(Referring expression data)
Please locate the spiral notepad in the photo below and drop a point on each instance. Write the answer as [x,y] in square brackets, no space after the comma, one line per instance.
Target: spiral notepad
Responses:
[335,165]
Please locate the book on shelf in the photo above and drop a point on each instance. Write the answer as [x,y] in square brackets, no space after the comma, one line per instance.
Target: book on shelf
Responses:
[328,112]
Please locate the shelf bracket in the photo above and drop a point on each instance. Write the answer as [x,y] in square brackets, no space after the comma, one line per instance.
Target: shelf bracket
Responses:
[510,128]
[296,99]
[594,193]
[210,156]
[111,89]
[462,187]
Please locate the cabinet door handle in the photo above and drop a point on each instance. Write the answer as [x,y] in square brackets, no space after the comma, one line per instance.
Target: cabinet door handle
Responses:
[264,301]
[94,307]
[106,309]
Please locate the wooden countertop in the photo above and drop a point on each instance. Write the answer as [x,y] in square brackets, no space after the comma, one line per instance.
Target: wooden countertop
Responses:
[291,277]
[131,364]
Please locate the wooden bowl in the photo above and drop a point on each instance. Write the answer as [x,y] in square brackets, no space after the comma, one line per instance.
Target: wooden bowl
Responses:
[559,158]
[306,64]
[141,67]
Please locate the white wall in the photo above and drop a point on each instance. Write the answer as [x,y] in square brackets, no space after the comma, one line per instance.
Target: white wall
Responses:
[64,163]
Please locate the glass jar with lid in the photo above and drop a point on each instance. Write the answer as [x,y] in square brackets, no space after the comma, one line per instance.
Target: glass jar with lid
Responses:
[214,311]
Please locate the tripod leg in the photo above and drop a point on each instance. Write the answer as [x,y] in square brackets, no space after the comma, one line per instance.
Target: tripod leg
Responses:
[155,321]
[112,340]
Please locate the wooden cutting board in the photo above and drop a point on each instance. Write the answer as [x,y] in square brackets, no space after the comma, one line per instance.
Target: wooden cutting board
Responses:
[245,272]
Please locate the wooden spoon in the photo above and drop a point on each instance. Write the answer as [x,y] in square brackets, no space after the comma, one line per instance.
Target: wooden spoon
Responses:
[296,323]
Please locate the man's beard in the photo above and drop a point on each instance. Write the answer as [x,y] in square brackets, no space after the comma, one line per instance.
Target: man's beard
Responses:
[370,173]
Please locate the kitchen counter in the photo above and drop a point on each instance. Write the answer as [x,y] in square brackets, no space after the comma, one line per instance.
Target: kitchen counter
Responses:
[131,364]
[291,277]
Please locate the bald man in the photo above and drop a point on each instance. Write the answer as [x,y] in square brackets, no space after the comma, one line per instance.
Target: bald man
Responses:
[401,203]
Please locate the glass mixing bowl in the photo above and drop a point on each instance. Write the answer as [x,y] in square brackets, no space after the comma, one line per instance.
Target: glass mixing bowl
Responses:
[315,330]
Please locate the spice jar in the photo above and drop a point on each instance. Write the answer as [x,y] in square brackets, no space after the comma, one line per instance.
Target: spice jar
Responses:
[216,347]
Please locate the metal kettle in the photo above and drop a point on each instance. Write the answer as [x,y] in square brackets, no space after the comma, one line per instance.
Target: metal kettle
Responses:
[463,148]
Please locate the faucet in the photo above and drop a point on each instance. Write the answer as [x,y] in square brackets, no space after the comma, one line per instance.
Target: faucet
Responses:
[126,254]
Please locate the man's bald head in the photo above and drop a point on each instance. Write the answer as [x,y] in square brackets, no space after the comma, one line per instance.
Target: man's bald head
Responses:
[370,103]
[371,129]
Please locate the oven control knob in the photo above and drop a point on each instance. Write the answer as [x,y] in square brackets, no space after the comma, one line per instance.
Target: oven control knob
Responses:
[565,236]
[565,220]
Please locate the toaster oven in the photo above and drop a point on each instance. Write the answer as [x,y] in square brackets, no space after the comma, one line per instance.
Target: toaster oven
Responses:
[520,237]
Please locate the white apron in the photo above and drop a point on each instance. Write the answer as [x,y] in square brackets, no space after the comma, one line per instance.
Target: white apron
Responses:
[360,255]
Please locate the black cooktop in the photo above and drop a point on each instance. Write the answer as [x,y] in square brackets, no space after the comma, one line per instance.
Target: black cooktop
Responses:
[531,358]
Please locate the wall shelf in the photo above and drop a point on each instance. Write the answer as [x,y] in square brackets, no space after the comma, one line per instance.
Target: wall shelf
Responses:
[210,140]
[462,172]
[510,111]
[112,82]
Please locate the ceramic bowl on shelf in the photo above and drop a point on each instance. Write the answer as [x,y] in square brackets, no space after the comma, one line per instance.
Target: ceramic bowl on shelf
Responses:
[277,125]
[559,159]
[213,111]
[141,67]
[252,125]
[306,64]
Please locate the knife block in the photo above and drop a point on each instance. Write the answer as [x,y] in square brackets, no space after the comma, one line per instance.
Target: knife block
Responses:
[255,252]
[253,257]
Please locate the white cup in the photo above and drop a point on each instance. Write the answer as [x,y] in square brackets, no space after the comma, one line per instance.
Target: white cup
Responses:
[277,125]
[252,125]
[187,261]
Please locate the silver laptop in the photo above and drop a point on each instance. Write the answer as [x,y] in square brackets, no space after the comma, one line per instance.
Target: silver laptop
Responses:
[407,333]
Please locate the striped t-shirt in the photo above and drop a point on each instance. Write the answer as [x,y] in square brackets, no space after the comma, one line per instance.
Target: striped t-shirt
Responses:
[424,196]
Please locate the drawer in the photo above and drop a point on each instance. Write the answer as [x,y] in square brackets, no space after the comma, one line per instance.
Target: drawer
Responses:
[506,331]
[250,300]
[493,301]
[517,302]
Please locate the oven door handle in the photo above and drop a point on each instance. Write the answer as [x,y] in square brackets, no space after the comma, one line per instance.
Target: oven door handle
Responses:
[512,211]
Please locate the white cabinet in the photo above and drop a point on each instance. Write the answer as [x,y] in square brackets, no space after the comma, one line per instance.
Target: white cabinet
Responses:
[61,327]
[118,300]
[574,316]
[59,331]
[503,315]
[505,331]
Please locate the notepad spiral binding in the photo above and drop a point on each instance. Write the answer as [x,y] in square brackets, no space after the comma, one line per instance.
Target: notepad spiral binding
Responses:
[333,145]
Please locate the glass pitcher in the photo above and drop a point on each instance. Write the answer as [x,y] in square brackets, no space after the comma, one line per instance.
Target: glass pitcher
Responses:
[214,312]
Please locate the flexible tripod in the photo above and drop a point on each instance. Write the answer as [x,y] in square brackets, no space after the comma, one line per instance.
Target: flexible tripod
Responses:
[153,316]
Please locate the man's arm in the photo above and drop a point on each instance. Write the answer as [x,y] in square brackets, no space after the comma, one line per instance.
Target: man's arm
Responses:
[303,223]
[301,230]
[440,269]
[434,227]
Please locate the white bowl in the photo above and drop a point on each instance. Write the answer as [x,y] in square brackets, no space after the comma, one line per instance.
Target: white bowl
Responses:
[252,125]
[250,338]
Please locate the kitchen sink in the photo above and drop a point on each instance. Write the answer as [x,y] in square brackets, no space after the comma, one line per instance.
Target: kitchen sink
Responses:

PROBLEM DETAILS: Could you copy every line in the records that holds "binding"?

ANSWER FOR THIS EXERCISE:
Please locate the notepad spiral binding in the photo above and drop a point on each instance. Write the answer as [x,y] in square brackets, no space after the comma, one line per instance.
Target: notepad spiral binding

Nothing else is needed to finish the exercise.